**** Data for this task ****

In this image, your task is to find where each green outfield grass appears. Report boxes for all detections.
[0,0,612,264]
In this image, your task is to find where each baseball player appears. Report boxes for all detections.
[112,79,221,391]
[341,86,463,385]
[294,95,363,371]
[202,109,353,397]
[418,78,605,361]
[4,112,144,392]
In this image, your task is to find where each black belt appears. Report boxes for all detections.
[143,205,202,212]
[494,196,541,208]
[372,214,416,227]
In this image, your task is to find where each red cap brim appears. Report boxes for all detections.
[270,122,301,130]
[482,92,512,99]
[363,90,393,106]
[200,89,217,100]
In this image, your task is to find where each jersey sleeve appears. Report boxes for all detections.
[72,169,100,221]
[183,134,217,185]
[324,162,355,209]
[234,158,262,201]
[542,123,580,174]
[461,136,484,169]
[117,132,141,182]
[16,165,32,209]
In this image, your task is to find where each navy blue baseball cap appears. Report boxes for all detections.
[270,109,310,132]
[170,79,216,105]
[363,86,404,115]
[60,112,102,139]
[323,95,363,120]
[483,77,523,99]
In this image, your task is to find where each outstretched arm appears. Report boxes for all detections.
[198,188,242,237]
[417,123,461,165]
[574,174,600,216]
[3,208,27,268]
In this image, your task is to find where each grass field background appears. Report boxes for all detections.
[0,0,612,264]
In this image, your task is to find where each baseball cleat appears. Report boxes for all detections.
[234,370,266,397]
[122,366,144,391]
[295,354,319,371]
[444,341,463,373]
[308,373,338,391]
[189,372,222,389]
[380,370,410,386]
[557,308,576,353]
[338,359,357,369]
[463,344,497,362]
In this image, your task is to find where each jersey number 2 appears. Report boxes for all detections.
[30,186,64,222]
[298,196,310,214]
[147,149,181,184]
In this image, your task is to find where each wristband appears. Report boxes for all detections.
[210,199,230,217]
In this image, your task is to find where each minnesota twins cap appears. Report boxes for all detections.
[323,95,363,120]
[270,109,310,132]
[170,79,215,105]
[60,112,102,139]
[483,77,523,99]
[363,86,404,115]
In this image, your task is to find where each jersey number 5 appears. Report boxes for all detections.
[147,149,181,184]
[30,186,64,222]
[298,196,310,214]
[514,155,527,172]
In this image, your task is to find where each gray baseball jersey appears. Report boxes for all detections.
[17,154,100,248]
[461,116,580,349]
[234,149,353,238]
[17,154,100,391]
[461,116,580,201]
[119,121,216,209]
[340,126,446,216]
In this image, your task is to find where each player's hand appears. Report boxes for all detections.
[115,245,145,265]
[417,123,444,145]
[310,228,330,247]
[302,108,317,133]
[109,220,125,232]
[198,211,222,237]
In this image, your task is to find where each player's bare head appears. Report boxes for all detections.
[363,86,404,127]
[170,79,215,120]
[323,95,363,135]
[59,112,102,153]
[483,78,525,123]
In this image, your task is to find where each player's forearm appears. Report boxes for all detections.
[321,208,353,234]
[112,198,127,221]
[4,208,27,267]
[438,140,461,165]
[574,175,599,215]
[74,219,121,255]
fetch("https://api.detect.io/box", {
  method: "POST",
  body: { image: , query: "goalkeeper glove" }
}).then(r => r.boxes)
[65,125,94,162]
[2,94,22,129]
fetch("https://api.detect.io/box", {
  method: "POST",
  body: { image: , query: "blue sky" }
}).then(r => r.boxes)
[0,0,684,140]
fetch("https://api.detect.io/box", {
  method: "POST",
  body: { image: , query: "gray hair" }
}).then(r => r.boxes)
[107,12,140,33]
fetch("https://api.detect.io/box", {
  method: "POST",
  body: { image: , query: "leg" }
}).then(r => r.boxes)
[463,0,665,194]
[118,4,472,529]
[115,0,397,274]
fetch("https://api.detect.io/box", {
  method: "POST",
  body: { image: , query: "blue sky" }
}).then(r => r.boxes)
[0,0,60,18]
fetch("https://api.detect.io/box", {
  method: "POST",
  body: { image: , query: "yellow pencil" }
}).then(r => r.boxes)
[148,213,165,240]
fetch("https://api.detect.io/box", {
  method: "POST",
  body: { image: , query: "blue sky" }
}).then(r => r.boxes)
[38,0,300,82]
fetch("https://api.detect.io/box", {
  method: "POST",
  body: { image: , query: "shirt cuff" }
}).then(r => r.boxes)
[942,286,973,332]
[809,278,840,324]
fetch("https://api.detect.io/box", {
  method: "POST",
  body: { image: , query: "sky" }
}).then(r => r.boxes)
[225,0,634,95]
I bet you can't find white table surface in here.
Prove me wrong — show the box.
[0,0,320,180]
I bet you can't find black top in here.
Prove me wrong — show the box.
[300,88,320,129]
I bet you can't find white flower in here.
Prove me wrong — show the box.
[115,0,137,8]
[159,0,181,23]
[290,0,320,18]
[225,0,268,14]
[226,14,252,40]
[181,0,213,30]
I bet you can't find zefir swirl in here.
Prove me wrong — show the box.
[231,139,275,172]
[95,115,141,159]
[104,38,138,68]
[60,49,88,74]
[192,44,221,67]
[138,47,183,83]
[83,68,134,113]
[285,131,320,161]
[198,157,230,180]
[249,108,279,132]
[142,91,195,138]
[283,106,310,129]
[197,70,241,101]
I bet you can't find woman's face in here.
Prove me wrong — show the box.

****

**What you should do:**
Convert the lines above into a JSON list of strings, one string per line, leaving out blank lines.

**Finished exercise:**
[
  "In this image, your task is to find where each green outfield grass appears. Report boxes for all detections.",
  "[0,0,612,264]",
  "In this image, your task is to find where each baseball player appears. Report boxes for all detections.",
  "[112,79,221,391]",
  "[341,86,463,385]",
  "[294,95,363,371]",
  "[202,109,353,397]",
  "[418,78,605,361]",
  "[4,112,144,392]",
  "In this image, your task is to find where each black belt appears. Report boxes for all detections.",
  "[143,205,202,212]",
  "[494,196,541,208]",
  "[372,214,416,227]",
  "In this image, your task is to find where each red cap brim appears. Report boxes for all detections.",
  "[270,122,301,130]",
  "[482,92,512,99]",
  "[363,90,393,106]",
  "[200,89,217,100]",
  "In this image, your task is to find where each jersey sleeve appears. Report boxes for all detections.",
  "[72,169,100,221]",
  "[183,134,217,185]",
  "[324,162,355,209]",
  "[234,158,262,201]",
  "[542,123,580,174]",
  "[461,136,484,169]",
  "[117,132,141,182]",
  "[16,165,32,209]",
  "In this image, your task is to find where each navy blue baseball cap appears. Report boxes for all detections.",
  "[270,109,310,132]",
  "[170,79,216,105]",
  "[363,86,404,115]",
  "[60,112,102,139]",
  "[323,95,363,120]",
  "[483,77,523,99]",
  "In this image, your task is to find where each outstretched arm appears. Report boxes for all detections.",
  "[198,188,242,237]",
  "[417,123,461,165]",
  "[574,174,600,216]",
  "[3,208,27,268]",
  "In this image, your task is to find where each grass field background appears. Report boxes for all detections.",
  "[0,0,612,264]",
  "In this image, your task is to find where each baseball cleat appears. Report boxes for all detections.",
  "[234,370,266,397]",
  "[122,366,144,391]",
  "[295,354,319,371]",
  "[444,341,463,373]",
  "[308,373,338,391]",
  "[189,372,222,389]",
  "[380,370,410,386]",
  "[557,308,576,353]",
  "[338,359,357,369]",
  "[463,344,497,362]",
  "In this image, your task is to find where each jersey number 2 appears. Report boxes for all detections.",
  "[30,186,64,222]",
  "[298,196,310,214]",
  "[147,149,181,184]",
  "In this image, your task is to find where each wristband appears. Report boxes for all detections.",
  "[210,199,230,217]",
  "In this image, your task is to find where each minnesota twins cap appears. Report boxes for all detections.",
  "[323,95,363,120]",
  "[270,109,310,132]",
  "[170,79,215,105]",
  "[60,112,102,139]",
  "[483,77,523,99]",
  "[363,86,404,115]",
  "In this image, your task is to find where each jersey number 5 appears. Report boxes for all detections.",
  "[147,149,181,184]",
  "[30,186,64,222]",
  "[298,196,310,214]",
  "[514,155,527,172]",
  "In this image, your task is to find where each gray baseball jersey appears. Report boxes for all detections.",
  "[17,154,100,248]",
  "[461,116,580,349]",
  "[234,149,353,238]",
  "[17,154,100,391]",
  "[461,116,580,201]",
  "[119,121,216,209]",
  "[340,126,446,216]",
  "In this image, your task is to find where each player's hand appears. Report boxes for all detections.",
  "[115,245,145,265]",
  "[417,123,444,145]",
  "[310,228,330,247]",
  "[302,108,317,133]",
  "[109,220,125,232]",
  "[198,211,222,237]",
  "In this image, your task is to find where each player's bare head appears. Report boxes for all detections.",
  "[363,86,404,127]",
  "[170,79,215,120]",
  "[323,95,363,135]",
  "[59,112,102,153]",
  "[483,78,525,123]",
  "In this image, your task is to find where each player's forearm appears. Report boxes for all detections.",
  "[321,208,353,234]",
  "[112,198,127,221]",
  "[4,208,27,267]",
  "[438,140,461,165]",
  "[574,175,599,215]",
  "[74,219,121,255]",
  "fetch(\"https://api.detect.io/box\", {",
  "  method: \"POST\",",
  "  body: { image: , query: \"goalkeeper glove\" }",
  "}).then(r => r.boxes)",
  "[65,125,94,162]",
  "[2,94,22,129]",
  "fetch(\"https://api.detect.io/box\", {",
  "  method: \"POST\",",
  "  body: { image: , query: \"blue sky\" }",
  "}).then(r => r.boxes)",
  "[0,0,684,140]",
  "fetch(\"https://api.detect.io/box\", {",
  "  method: \"POST\",",
  "  body: { image: , query: \"gray hair\" }",
  "}).then(r => r.boxes)",
  "[107,12,140,33]",
  "fetch(\"https://api.detect.io/box\", {",
  "  method: \"POST\",",
  "  body: { image: , query: \"leg\" }",
  "}).then(r => r.boxes)",
  "[463,0,665,194]",
  "[118,4,472,529]",
  "[115,0,397,274]",
  "fetch(\"https://api.detect.io/box\", {",
  "  method: \"POST\",",
  "  body: { image: , query: \"blue sky\" }",
  "}).then(r => r.boxes)",
  "[0,0,60,18]",
  "fetch(\"https://api.detect.io/box\", {",
  "  method: \"POST\",",
  "  body: { image: , query: \"yellow pencil\" }",
  "}).then(r => r.boxes)",
  "[148,213,165,240]",
  "fetch(\"https://api.detect.io/box\", {",
  "  method: \"POST\",",
  "  body: { image: , query: \"blue sky\" }",
  "}).then(r => r.boxes)",
  "[38,0,300,82]",
  "fetch(\"https://api.detect.io/box\", {",
  "  method: \"POST\",",
  "  body: { image: , query: \"shirt cuff\" }",
  "}).then(r => r.boxes)",
  "[942,286,973,332]",
  "[809,278,840,324]",
  "fetch(\"https://api.detect.io/box\", {",
  "  method: \"POST\",",
  "  body: { image: , query: \"sky\" }",
  "}).then(r => r.boxes)",
  "[225,0,634,95]",
  "I bet you can't find white table surface in here.",
  "Prove me wrong — show the box.",
  "[0,0,320,180]",
  "I bet you can't find black top in here.",
  "Prove me wrong — show the box.",
  "[300,88,320,129]",
  "I bet you can't find white flower in here.",
  "Prove me wrong — show the box.",
  "[115,0,137,8]",
  "[159,0,181,23]",
  "[290,0,320,18]",
  "[225,0,268,14]",
  "[226,14,252,40]",
  "[181,0,213,30]",
  "I bet you can't find zefir swirl in here.",
  "Prove me wrong — show the box.",
  "[231,139,275,172]",
  "[95,115,141,159]",
  "[104,38,138,68]",
  "[60,49,88,74]",
  "[192,44,221,67]",
  "[138,47,183,83]",
  "[83,68,134,113]",
  "[285,131,320,161]",
  "[198,157,230,180]",
  "[249,108,279,132]",
  "[142,91,195,138]",
  "[283,106,310,129]",
  "[197,70,241,101]",
  "I bet you can't find woman's face in here.",
  "Prove me wrong — show the box."
]